» **Passage to read**:

************

The film contains few of the flights of fantasy Miyazaki is known for (once again there is no villain); rather, it’s a quietly sympathetic look at Kiki’s journey into self-confidence. Spirited Away (2001) and Howl’s Moving Castle (2004) similarly focus on a young girl (or woman’s) journey into self-assertion, although under rather more fantastical circumstances.

In a 1991 interview (reprinted in his book Starting Point: 1979-1996), Miyazaki said that his ambition in creating children’s films is to “depict the reality of present-day children in Japan — including their desire”. This is one way to understand the quality of the female characters in his work. Unlike many American films, he doesn’t want to portray his female protagonists in a certain way (positive or not), but rather he is interested in capturing something real about a young person’s wants and needs — their psychology — that isn’t concerned with gender roles.

Proponents of this feminist viewpoint in Miyazaki’s work will find much to chew over in The Wind Rises. Jiro’s willful younger sister, a minor character, takes an off-screen journey to becoming a doctor, but the central female protagonist is Naoko, a tubercular young woman who falls in love with Jiro, and eventually becomes his wife.

Naoko is, in her own way, as self-assertive a figure as any in Miyazaki’s canon. Although chronically ill, she nevertheless pursues Jiro with decisiveness, even abandoning her mountain sanatorium to play dutiful spouse to him as he closes in on the design that will make his legacy. This image of wifely submission is rather uncommon in Miyazaki’s films, but it eventually takes on a melancholy edge, as the sacrifices Naoko makes to facilitate her husband’s genius take an increasing toll on her health.

The Wind Rises may be his last feature film as director, but there’s still a whole wealth of Miyazaki-related stuff to explore. Not including his extensive work as a writer on much of Ghibli’s output, there’s his early TV efforts (including Sherlock Hound, a Conan Doyle adaptation that casts the Great Detective as a dog), his short films (many of which, tragically, only screen at the Ghibli Museum in Tokyo), and the films of his collaborators and partners in Ghibli, especially co-founder Isao Takahata (whose films are more cerebral, though equally rich).

In a lovely confluence, Studio Ghibli takes its name from a term used to describe the Mediterranean wind that rises up from the Sahara and sweeps down over Southern Europe. The wind is still rising. Miyazaki’s work lives on.

The Wind Rises is now showing in cinemas nationally.

************

(Source records)

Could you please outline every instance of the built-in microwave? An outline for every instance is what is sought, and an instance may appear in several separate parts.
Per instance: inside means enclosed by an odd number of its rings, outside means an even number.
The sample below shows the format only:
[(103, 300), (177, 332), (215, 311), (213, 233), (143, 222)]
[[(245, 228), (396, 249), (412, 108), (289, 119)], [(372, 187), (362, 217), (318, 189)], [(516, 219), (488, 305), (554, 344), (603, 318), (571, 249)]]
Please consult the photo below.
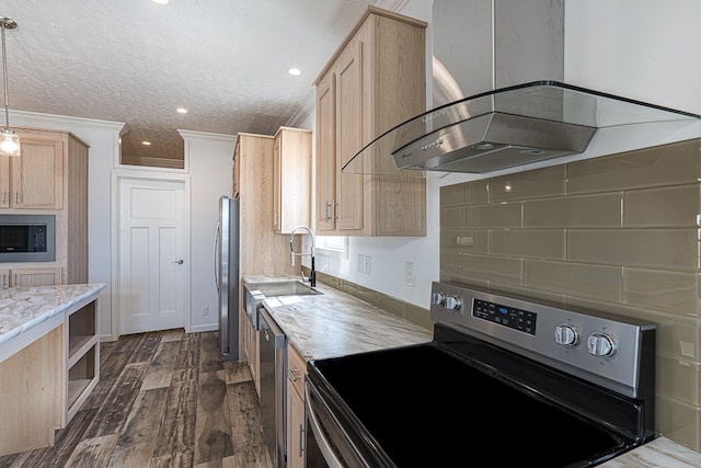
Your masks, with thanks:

************

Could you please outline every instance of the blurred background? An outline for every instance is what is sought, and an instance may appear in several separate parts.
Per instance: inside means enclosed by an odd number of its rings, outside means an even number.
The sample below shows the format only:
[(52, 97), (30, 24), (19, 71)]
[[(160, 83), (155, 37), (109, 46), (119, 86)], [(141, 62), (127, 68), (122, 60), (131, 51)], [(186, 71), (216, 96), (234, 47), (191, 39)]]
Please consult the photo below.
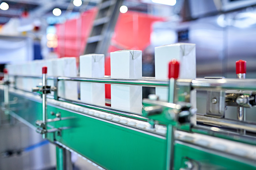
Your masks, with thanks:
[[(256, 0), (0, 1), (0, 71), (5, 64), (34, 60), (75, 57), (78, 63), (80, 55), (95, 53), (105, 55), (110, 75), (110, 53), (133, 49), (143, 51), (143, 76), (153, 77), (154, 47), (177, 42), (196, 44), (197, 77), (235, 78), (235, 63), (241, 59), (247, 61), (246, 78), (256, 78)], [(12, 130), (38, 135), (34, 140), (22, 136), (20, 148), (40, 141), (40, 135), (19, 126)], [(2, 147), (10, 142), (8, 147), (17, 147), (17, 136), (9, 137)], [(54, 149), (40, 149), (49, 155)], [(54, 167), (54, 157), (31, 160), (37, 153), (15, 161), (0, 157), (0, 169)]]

************

According to the piece on Miyazaki's films, what does Studio Ghibli take its name from?

» **Solved exercise**: A term used to describe the Mediterranean wind that rises up from the Sahara and sweeps down over Southern Europe.